#### [DESCRIPTION OF THE TASK]
Can you copy the lines of each of these items over word for word?
╭─ THE INPUT
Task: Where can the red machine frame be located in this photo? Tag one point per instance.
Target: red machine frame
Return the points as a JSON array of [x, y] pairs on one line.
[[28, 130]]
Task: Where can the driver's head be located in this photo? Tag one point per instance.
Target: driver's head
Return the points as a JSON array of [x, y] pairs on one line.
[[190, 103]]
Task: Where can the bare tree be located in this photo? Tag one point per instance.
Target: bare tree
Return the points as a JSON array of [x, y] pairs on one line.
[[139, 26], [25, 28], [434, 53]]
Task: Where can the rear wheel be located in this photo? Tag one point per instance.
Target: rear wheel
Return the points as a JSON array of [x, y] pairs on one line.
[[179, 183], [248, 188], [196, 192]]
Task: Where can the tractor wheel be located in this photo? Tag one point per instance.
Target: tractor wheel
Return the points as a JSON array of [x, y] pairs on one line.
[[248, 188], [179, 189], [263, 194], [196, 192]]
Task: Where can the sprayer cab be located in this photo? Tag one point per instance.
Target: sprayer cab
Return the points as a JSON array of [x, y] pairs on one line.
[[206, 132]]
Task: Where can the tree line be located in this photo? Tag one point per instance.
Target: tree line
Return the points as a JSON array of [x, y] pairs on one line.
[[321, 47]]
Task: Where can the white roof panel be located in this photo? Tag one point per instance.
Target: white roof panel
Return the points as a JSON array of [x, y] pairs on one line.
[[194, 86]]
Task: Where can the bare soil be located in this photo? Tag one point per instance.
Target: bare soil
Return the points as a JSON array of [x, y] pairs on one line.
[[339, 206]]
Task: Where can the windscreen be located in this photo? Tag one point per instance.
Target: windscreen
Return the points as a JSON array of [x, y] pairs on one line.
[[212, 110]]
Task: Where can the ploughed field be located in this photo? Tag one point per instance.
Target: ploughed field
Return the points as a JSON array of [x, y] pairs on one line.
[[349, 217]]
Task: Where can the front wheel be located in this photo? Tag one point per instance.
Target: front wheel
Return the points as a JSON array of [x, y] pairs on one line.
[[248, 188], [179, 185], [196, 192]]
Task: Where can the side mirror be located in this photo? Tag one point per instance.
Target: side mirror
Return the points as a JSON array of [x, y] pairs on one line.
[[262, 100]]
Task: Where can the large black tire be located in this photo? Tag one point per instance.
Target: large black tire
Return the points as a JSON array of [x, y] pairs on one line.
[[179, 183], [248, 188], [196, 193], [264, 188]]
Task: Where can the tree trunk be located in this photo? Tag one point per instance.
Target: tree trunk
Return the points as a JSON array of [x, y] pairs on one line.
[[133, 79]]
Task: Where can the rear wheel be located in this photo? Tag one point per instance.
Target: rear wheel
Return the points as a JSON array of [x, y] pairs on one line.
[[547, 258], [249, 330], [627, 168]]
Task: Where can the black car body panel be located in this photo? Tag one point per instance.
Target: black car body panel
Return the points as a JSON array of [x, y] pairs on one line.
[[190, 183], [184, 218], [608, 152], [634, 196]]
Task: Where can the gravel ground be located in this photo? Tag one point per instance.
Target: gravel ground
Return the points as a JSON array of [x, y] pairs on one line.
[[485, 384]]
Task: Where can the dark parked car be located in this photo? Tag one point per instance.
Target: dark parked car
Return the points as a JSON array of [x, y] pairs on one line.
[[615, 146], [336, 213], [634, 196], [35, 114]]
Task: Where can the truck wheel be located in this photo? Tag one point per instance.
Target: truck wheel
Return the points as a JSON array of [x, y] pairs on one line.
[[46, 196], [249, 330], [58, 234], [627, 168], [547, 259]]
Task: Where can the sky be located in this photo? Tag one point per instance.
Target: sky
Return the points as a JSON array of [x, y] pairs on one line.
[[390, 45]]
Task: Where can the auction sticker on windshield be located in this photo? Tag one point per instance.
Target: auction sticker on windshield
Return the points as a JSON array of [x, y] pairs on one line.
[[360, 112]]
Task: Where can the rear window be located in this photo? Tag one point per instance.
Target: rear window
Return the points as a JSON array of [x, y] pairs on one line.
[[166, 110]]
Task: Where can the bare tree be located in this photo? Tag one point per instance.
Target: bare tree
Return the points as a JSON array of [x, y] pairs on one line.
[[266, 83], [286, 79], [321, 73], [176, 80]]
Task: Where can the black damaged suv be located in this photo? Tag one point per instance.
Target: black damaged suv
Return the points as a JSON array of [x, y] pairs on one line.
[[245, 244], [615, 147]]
╰─
#### [ANSWER TO THE TASK]
Task: Where can the red machine frame be located in this photo? Tag one point per instance.
Target: red machine frame
Return the points as a JSON array of [x, y] pairs on one line.
[[28, 130]]
Task: Where can the driver's head be located in this photo? Tag one point per instance.
Target: driver's head
Return the points as a JSON array of [x, y] pairs on one line.
[[190, 103]]
Task: Where can the bare tree be located in this photo? Tag one point per instance.
Target: bare tree
Return the points as a JSON array of [x, y] pairs on one line.
[[139, 26], [25, 28], [434, 53]]
Task: Where can the rear wheel be located in this photo? Tag one point per instance.
Target: rear wheel
Return the points as a JSON array of [x, y] pairs on one line.
[[179, 183], [248, 188], [196, 192]]
Task: Where can the tractor wheel be located in this photo? Tag one point per instance.
Target: tractor wheel
Return the points as a JSON array of [x, y] pairs on one line.
[[248, 188], [179, 189], [263, 194], [196, 192]]
Task: Where can the sprayer cab be located in this photo? Tag one point per instance.
Target: sprayer cab
Return the points as a JSON array of [x, y] pairs on one line.
[[206, 132]]
Task: Where can the tree line be located in this photo? Tag one point per instance.
Target: tree line
Return the points as a JSON array of [x, y] pairs on one line.
[[321, 47]]
Task: Where can the white roof panel be located in this photo? Tag one point per instance.
Target: white roof panel
Return the points as a JSON array of [x, y] pairs on one line.
[[194, 86]]
Task: Where can the bare soil be located in this photo? Tag one point per instance.
Target: bare soil
Return the points as a JSON array of [x, y] pairs on one line.
[[339, 206]]
Task: Where can the windscreen be located in this photo? Tag one point per instance.
Target: windscreen
Return the points as a JSON array of [x, y] pairs on one line.
[[212, 110]]
Task: Where can the ploughed field be located in this photo? Tag one point per instance.
Target: ploughed field
Return the points as a JSON array of [x, y] pairs on one line.
[[349, 217]]
Task: Where can the front wheel be located in this photo? Tag one point per instance.
Target: front wheel
Return the points as a JSON array of [x, y] pairs on one line.
[[248, 188], [179, 185], [196, 192]]
Task: Where can the side mirror be located in this photo? Tag one point per instance.
Target: side mirror
Return the points as a JSON array of [x, y] pairs on one line.
[[262, 100]]
Task: Where can the large black tire be located in this photo? Tag one point per instance.
Target: large black tire
Return the points as a JSON array of [x, y] pairs on one line.
[[179, 183], [248, 188], [196, 193], [264, 188]]
Task: Where can the tree trunk be located in this photo? Tag one point per instance.
Target: tree trunk
Return the points as a JSON array of [x, y] pairs on one line.
[[133, 79]]
Task: Where can the rear wheel be located in this photo? Tag one point per instance.
Target: rear wheel
Return the points as a JSON array of [x, y] pairs on one line.
[[547, 258], [249, 330], [627, 168]]
Task: Where can the black car body panel be located in this photo? Tag one point per instance.
Target: black car body panel
Return the points as a JSON array of [x, y] pairs on one line.
[[190, 183], [184, 218], [608, 152], [634, 196]]
Task: Where can the gravel ground be located in this photo? Tag one point per instance.
Target: gravel ground
Return the points as a JSON array of [x, y] pairs on one line.
[[485, 384]]
Task: Where can the dark parked car be located in this photo? Tag one point per instance.
Target: dark parked car
Return the points as a JSON array of [x, y] pairs on one line.
[[615, 146], [336, 213], [634, 196], [35, 114]]
Task: Where can the truck wheel be located in this photo? Tag one point per instance.
Target: truck wheel
Return the points as a JSON array of [x, y] pairs on one line.
[[46, 196], [249, 330], [58, 234], [627, 168], [547, 259]]
Task: Where can the sky be located in this photo? Tag one point per instance.
Target: sky
Return the points as a JSON array of [x, y] pairs on one line.
[[390, 45]]
Task: Where can the auction sticker on windshield be located in this photo? Tag one point per instance.
Target: auction sticker on windshield
Return the points as a JSON array of [x, y] pairs on one line.
[[360, 112]]
Task: Where can the rear window be located in this photo? Tag one point per instance.
Target: rear window
Return the points as a JSON array of [x, y] pairs on one line.
[[166, 110]]
Task: Where can the bare tree be located in this photo? Tag one point per instance.
Target: bare tree
Return the points as a JSON array of [x, y] pairs on one line.
[[266, 83], [286, 79], [321, 73], [176, 80]]
Task: Where can the black damaged suv be located in this photo? Tag one point per instance.
Target: black damaged suv
Return the points as a JSON array of [x, y] pairs on one line.
[[245, 244], [615, 147]]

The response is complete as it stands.